> **Selected passage**:
Peru: Cuzco, Sacred Valley

First, I´d like to make a correction.  According to our guide (bearing
a strong resemblance to Juan Diego Florez), Pizarro had 175 men, not
17, which is still a drop in a bucket next to the hordes of Incas.
Second, there is something I wanted to tell you but my subconsciousness blocked
it out of my memory to preserve my sanity.  Today, the
memory returned.  Yesterday, at a plaza in front of a church, on the
way from Puno to Cusco, I came face to face with my mortal fear.

There, in front of me, stood a teenage boy with the stumps of his
hands wrapped in bandages and an unmistakable nose of a leper.  Those
of you who don´t know, I have this one phobia, a totally
irrational, unfounded fear of leprosy.  It was something I read as a
child, a story of a South American painter who contracted leprosy and,
as his fingers were rotting, he bit them off one by one, tied a brush
to the stumps of his hands, and continued painting the church
frescoes.  This made an impact on me for the rest of my life.  So now,
at that plaza, I met the first real leper and started going into a fully
blown panic attack.  My breathing, already compromised by the
altitude, became even more constricted, I broke into a cold sweat, the
blood was pounding in my ears, I grabbed onto Jason who, fortunately, was
right next to me and dove into the church. Cold and clammy, gasping
for breath, I gathered all my strength and, hiding behind Jason, dashed
out of the church, pass the poor boy, and into the bus.
Sorry, just had to get it off my chest.
Now, about the good stuff.
This morning, we went with our “Juan Diego” to the remains of the main
Inca temple right outside Cusco.  The remains consisted of an outer
wall (their Wailing Wall?) and a plateau with remains of
three temples that once stood there.  The still standing wall is
constructed of enormous limestone, some of them over 15 feet tall.
Living in the Bronze Age, the Incas had no iron tools and had to use
hematite (a very strong stone enriched with iron) to polish and bevel
these huge boulders.  The name of the place has too many letters for
the modern tongue to handle, but it sounds something like Saxy Woman.

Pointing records
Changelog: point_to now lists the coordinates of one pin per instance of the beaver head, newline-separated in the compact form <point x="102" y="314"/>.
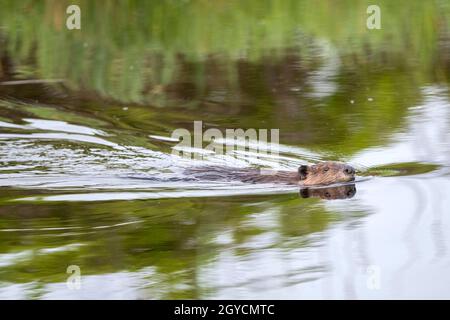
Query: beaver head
<point x="325" y="173"/>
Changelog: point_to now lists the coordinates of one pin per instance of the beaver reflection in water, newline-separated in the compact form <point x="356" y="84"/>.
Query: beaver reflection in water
<point x="323" y="173"/>
<point x="329" y="193"/>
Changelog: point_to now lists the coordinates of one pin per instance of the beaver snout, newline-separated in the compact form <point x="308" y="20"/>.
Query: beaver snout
<point x="349" y="170"/>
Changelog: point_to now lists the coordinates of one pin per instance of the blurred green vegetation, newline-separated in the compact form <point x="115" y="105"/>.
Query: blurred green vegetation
<point x="239" y="63"/>
<point x="230" y="63"/>
<point x="129" y="50"/>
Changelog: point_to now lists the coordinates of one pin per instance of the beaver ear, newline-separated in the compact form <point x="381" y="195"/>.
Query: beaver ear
<point x="304" y="193"/>
<point x="302" y="172"/>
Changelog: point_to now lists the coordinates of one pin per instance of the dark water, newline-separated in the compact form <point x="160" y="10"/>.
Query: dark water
<point x="98" y="114"/>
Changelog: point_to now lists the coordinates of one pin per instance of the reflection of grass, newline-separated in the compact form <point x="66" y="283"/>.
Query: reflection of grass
<point x="126" y="49"/>
<point x="176" y="239"/>
<point x="401" y="169"/>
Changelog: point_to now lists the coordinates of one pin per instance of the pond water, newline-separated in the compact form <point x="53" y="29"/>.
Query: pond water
<point x="89" y="177"/>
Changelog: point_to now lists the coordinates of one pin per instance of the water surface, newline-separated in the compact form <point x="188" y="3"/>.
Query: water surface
<point x="77" y="129"/>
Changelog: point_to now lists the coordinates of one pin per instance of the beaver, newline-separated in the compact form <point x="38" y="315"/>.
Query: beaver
<point x="323" y="173"/>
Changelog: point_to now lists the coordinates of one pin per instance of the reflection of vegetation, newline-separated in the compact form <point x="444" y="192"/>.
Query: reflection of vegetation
<point x="401" y="169"/>
<point x="229" y="63"/>
<point x="177" y="239"/>
<point x="257" y="70"/>
<point x="130" y="50"/>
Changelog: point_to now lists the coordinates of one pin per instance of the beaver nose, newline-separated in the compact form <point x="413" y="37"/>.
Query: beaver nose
<point x="349" y="170"/>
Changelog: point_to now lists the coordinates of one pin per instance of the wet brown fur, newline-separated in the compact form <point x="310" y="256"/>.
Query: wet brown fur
<point x="323" y="173"/>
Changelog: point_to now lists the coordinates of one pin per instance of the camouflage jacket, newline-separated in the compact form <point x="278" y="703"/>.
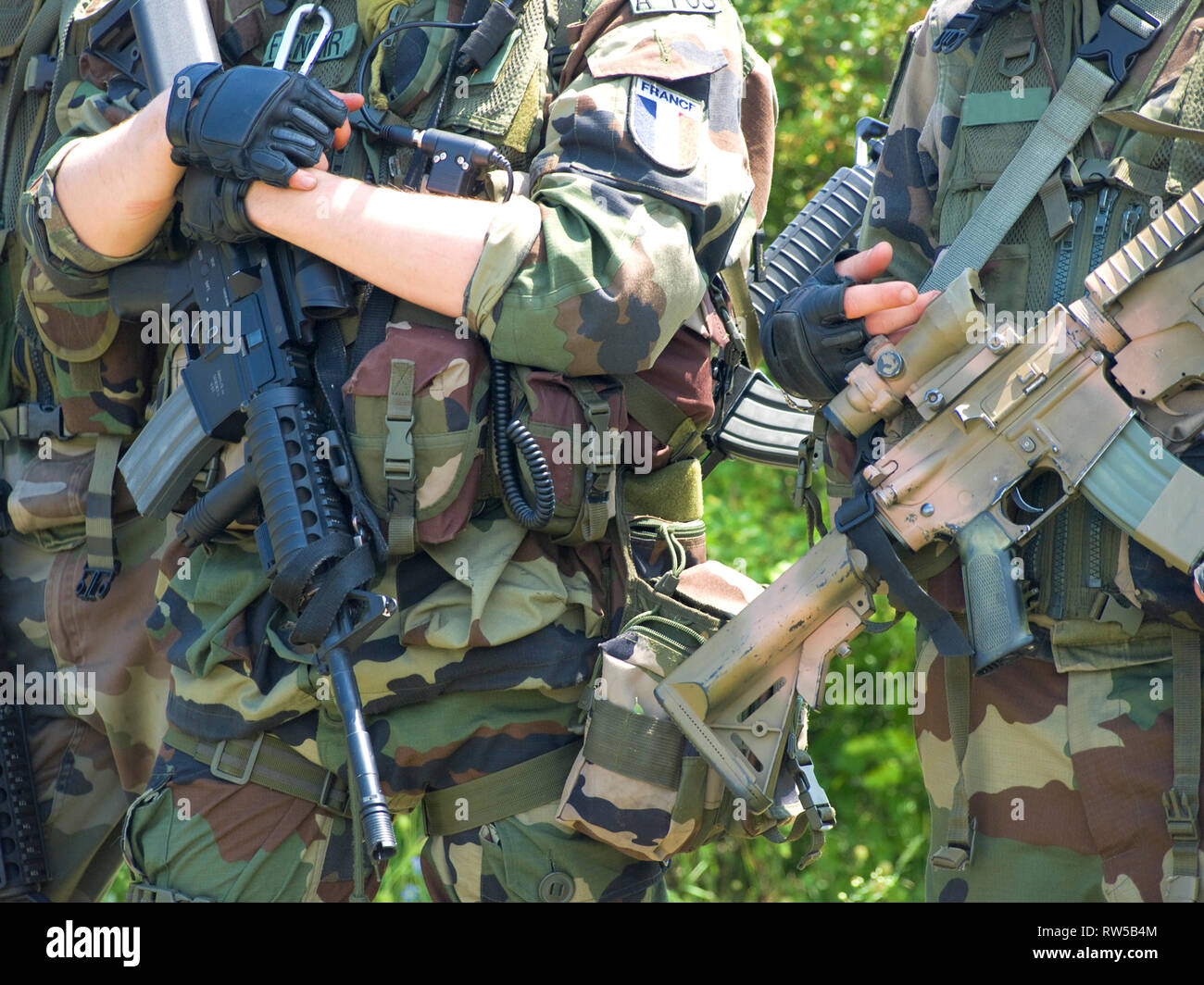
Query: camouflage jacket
<point x="954" y="129"/>
<point x="639" y="192"/>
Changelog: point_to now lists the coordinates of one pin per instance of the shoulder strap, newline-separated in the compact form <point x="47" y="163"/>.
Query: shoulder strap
<point x="1124" y="31"/>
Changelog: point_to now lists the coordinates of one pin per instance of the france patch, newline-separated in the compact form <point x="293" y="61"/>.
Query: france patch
<point x="665" y="124"/>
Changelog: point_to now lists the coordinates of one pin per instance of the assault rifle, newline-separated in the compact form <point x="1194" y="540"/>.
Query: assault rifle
<point x="312" y="544"/>
<point x="997" y="407"/>
<point x="755" y="420"/>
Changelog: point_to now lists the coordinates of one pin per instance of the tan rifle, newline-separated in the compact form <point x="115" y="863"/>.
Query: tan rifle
<point x="997" y="408"/>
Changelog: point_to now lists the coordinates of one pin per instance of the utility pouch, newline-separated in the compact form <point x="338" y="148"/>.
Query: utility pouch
<point x="581" y="425"/>
<point x="416" y="408"/>
<point x="638" y="785"/>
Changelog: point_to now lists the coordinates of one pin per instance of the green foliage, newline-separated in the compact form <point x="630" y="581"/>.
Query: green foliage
<point x="832" y="63"/>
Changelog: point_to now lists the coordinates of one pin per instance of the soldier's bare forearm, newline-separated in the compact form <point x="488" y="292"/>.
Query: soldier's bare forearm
<point x="119" y="188"/>
<point x="420" y="247"/>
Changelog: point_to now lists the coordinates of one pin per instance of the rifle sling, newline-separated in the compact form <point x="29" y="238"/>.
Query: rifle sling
<point x="1066" y="119"/>
<point x="500" y="795"/>
<point x="856" y="519"/>
<point x="1181" y="802"/>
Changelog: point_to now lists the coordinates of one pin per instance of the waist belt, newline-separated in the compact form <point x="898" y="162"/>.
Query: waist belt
<point x="500" y="795"/>
<point x="31" y="421"/>
<point x="269" y="763"/>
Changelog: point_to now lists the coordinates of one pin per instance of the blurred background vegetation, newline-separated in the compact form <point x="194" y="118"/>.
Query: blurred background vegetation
<point x="832" y="63"/>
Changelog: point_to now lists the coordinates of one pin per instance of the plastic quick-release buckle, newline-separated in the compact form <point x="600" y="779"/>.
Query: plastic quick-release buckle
<point x="956" y="856"/>
<point x="245" y="778"/>
<point x="398" y="449"/>
<point x="820" y="814"/>
<point x="1181" y="817"/>
<point x="844" y="520"/>
<point x="1124" y="31"/>
<point x="95" y="583"/>
<point x="959" y="28"/>
<point x="5" y="519"/>
<point x="35" y="421"/>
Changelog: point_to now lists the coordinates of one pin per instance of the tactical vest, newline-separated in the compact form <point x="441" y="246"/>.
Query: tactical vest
<point x="417" y="403"/>
<point x="1121" y="175"/>
<point x="28" y="36"/>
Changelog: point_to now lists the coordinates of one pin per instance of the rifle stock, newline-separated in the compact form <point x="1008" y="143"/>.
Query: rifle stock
<point x="996" y="411"/>
<point x="263" y="387"/>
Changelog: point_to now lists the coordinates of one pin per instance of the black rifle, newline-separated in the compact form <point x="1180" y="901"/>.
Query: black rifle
<point x="269" y="391"/>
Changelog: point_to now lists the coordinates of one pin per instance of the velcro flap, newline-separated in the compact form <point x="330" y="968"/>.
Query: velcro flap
<point x="681" y="48"/>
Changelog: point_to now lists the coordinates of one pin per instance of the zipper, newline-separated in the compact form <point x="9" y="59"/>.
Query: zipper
<point x="1099" y="228"/>
<point x="1095" y="549"/>
<point x="1064" y="252"/>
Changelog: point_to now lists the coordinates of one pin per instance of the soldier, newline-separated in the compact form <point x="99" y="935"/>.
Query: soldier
<point x="77" y="569"/>
<point x="627" y="117"/>
<point x="1074" y="777"/>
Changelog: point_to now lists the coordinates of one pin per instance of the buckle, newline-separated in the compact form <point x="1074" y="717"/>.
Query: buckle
<point x="956" y="856"/>
<point x="245" y="778"/>
<point x="1181" y="817"/>
<point x="40" y="73"/>
<point x="597" y="485"/>
<point x="1124" y="31"/>
<point x="95" y="583"/>
<point x="842" y="521"/>
<point x="5" y="519"/>
<point x="959" y="28"/>
<point x="34" y="421"/>
<point x="398" y="451"/>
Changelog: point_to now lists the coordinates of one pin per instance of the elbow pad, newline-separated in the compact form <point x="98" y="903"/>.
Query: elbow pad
<point x="808" y="343"/>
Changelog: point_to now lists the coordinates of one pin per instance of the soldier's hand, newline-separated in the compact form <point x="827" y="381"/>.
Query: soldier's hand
<point x="889" y="308"/>
<point x="251" y="122"/>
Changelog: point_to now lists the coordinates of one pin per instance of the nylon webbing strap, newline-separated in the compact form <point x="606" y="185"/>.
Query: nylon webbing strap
<point x="662" y="417"/>
<point x="31" y="420"/>
<point x="959" y="847"/>
<point x="398" y="459"/>
<point x="1064" y="120"/>
<point x="641" y="747"/>
<point x="1181" y="802"/>
<point x="266" y="761"/>
<point x="500" y="795"/>
<point x="598" y="492"/>
<point x="39" y="40"/>
<point x="101" y="563"/>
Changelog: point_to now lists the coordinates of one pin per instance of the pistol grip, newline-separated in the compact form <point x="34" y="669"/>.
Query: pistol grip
<point x="995" y="605"/>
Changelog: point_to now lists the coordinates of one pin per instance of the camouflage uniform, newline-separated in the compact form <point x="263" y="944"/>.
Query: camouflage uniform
<point x="1070" y="753"/>
<point x="603" y="271"/>
<point x="89" y="761"/>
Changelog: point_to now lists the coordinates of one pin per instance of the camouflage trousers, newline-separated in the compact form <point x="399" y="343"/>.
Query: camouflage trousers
<point x="1064" y="771"/>
<point x="92" y="754"/>
<point x="204" y="837"/>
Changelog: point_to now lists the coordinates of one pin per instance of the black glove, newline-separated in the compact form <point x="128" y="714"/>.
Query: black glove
<point x="808" y="343"/>
<point x="251" y="122"/>
<point x="215" y="208"/>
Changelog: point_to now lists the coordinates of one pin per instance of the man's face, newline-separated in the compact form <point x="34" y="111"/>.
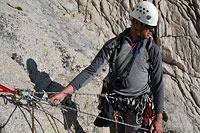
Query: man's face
<point x="147" y="31"/>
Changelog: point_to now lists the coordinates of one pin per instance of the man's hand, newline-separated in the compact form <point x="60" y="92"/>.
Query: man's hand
<point x="58" y="98"/>
<point x="156" y="125"/>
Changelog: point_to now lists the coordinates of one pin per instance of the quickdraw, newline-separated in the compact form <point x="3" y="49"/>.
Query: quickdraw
<point x="30" y="95"/>
<point x="6" y="90"/>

> **To be done**:
1/ Repeat the part of the Cuzco travel entry starting at "Sorry, just had" and ending at "15 feet tall.".
2/ Find every line of the records that contains the string "webbing", with case counting, and copy each of those lines.
The Cuzco travel entry and the records have nothing to do with each other.

> **Expected responses**:
1/
Sorry, just had to get it off my chest.
Now, about the good stuff.
This morning, we went with our “Juan Diego” to the remains of the main
Inca temple right outside Cusco.  The remains consisted of an outer
wall (their Wailing Wall?) and a plateau with remains of
three temples that once stood there.  The still standing wall is
constructed of enormous limestone, some of them over 15 feet tall.

2/
Changelog: point_to now lists the coordinates of one pin per instance of the nylon webbing strap, newline-separated in the compact form <point x="606" y="185"/>.
Query: nylon webbing strap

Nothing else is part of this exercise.